Material to process:
☆ ☆ ☆ ☆ ☆

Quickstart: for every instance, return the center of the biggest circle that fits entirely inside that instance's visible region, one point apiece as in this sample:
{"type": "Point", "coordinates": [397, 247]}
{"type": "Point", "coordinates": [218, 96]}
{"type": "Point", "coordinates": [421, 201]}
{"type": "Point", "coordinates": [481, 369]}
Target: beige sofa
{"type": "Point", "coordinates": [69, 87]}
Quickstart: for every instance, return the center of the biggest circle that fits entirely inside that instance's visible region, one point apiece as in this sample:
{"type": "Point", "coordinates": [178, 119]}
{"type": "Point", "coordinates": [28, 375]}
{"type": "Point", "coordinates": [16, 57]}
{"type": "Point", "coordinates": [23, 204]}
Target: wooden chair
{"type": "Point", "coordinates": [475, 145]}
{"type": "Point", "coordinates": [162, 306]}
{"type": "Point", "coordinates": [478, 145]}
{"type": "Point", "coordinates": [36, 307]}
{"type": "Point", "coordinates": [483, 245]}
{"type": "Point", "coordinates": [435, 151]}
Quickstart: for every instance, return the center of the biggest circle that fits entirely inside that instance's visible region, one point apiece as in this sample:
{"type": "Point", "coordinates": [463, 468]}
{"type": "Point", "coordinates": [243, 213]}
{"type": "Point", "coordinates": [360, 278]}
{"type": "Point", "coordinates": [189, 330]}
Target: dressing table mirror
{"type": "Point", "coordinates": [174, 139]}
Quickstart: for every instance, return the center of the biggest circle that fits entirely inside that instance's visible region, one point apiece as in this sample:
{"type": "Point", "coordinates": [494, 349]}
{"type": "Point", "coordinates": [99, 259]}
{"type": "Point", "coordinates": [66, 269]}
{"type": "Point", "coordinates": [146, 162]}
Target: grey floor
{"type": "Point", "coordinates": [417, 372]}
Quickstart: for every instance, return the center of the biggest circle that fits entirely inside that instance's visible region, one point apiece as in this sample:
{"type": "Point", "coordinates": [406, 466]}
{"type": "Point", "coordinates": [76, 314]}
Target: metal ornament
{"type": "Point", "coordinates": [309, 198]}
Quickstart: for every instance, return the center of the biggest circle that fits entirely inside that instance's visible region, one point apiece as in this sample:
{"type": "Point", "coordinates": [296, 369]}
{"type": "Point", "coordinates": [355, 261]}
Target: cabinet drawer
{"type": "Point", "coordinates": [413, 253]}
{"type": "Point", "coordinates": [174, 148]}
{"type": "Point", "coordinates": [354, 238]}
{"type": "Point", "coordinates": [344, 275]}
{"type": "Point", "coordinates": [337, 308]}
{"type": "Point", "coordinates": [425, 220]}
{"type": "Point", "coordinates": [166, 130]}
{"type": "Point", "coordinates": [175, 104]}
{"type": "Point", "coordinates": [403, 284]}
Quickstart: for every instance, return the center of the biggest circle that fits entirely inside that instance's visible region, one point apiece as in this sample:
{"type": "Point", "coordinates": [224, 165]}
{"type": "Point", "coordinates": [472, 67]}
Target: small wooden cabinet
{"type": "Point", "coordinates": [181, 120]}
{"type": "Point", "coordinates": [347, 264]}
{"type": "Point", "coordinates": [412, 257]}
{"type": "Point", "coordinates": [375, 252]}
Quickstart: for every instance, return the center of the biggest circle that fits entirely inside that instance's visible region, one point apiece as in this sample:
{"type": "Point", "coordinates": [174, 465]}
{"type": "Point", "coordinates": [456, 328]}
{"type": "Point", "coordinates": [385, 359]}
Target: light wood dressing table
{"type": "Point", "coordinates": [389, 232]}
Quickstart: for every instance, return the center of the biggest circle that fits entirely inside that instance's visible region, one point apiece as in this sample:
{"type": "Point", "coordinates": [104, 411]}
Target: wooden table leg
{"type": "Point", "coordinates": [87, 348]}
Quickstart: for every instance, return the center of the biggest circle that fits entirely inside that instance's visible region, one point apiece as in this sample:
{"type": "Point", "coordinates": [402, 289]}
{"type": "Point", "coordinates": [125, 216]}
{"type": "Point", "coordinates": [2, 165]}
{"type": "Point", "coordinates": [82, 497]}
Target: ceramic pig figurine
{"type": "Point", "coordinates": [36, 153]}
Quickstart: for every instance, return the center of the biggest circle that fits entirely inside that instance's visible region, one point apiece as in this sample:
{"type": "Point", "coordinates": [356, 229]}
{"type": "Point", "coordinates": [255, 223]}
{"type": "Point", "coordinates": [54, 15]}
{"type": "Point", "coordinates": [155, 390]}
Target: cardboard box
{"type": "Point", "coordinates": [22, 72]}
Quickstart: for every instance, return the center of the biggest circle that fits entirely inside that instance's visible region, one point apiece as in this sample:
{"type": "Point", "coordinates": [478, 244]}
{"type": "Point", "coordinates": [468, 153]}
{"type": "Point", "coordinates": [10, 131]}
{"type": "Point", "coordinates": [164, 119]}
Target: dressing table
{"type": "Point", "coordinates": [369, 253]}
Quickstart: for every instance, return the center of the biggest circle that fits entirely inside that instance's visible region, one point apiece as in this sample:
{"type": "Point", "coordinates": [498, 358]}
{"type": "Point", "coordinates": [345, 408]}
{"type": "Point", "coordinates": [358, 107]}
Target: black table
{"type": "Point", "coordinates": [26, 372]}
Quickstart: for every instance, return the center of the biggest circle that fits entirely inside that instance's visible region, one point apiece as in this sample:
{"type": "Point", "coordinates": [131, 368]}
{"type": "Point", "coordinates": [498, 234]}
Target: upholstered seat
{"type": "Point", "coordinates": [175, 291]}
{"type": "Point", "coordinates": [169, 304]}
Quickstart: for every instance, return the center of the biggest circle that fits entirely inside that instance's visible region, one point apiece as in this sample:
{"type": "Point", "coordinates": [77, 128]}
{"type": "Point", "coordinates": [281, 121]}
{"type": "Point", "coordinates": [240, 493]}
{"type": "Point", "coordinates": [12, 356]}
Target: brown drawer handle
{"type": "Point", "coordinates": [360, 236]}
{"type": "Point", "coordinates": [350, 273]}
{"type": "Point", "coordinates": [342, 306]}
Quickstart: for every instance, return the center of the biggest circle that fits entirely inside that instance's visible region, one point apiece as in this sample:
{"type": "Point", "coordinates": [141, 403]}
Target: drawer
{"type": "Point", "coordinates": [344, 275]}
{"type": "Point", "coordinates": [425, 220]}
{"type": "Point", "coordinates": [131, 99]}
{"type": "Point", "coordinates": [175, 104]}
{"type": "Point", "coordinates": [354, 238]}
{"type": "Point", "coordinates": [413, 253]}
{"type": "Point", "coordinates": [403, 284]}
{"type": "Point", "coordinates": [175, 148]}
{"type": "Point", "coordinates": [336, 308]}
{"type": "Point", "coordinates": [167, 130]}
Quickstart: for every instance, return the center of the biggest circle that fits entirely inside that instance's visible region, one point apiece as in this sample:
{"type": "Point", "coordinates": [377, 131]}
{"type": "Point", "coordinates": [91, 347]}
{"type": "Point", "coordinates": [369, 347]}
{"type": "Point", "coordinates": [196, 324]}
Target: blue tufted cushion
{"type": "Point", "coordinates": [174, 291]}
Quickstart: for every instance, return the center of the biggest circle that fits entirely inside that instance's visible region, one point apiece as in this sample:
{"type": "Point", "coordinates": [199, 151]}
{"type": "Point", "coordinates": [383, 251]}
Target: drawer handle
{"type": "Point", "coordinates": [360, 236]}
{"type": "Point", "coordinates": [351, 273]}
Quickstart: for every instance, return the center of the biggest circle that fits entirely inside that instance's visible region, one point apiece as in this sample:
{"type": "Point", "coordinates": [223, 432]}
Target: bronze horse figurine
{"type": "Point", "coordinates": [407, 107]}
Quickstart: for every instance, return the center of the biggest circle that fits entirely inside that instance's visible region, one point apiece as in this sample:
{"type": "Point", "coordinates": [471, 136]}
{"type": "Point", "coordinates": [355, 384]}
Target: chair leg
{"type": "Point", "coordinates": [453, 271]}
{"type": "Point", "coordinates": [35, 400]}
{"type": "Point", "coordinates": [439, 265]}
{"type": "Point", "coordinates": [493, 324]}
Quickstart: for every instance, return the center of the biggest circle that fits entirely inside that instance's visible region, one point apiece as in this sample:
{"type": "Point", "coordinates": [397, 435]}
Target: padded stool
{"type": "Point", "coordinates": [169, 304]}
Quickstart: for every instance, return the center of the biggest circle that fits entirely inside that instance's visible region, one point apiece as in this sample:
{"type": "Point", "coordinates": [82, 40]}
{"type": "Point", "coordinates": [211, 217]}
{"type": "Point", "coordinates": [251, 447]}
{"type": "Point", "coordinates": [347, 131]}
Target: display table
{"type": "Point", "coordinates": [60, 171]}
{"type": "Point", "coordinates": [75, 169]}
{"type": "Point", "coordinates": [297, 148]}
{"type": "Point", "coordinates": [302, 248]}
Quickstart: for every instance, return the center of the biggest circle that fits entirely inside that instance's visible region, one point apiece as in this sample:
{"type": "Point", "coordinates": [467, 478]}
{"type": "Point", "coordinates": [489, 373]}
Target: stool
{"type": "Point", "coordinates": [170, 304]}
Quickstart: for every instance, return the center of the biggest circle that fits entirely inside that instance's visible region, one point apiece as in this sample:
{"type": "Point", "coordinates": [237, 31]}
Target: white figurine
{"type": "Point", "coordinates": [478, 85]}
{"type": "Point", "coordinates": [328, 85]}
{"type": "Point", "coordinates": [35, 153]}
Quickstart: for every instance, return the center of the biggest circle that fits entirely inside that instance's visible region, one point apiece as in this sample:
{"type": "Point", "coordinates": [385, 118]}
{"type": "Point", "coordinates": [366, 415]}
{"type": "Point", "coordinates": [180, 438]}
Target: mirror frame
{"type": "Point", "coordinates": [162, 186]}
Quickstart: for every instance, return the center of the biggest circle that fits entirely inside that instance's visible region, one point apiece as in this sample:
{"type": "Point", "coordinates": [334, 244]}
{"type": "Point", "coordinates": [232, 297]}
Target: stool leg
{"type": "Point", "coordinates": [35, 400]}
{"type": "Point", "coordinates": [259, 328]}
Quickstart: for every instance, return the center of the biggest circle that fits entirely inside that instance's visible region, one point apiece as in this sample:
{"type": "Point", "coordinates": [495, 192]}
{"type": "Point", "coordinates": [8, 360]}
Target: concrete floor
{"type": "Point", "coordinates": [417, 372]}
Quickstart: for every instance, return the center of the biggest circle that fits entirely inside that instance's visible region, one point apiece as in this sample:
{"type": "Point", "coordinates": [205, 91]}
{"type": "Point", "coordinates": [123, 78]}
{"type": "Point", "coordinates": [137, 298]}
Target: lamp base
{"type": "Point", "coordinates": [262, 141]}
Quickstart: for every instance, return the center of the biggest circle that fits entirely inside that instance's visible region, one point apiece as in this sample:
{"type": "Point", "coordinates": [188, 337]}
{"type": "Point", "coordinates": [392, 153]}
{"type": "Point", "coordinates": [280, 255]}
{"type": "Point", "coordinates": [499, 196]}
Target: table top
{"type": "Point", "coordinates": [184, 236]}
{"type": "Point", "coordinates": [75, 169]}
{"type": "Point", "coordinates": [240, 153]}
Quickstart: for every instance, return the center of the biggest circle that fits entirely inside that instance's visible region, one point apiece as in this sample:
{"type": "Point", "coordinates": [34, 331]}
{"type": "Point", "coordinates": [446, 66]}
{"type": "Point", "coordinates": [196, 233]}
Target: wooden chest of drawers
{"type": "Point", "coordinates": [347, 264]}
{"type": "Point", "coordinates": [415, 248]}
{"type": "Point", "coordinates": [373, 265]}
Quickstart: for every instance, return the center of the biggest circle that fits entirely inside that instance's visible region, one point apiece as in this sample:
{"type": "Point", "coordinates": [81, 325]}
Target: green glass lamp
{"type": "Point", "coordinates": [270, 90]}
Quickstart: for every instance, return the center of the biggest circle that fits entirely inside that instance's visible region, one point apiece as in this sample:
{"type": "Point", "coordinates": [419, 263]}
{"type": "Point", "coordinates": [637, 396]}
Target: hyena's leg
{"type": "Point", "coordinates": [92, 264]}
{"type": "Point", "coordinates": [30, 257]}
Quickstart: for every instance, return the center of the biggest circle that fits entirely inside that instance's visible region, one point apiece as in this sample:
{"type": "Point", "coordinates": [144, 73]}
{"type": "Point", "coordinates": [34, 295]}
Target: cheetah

☆ ☆ ☆ ☆ ☆

Show every line of the rows above that contains the string "dressing". Case counts.

Correct answer:
Target: dressing table mirror
Target: light wood dressing table
Target: dressing table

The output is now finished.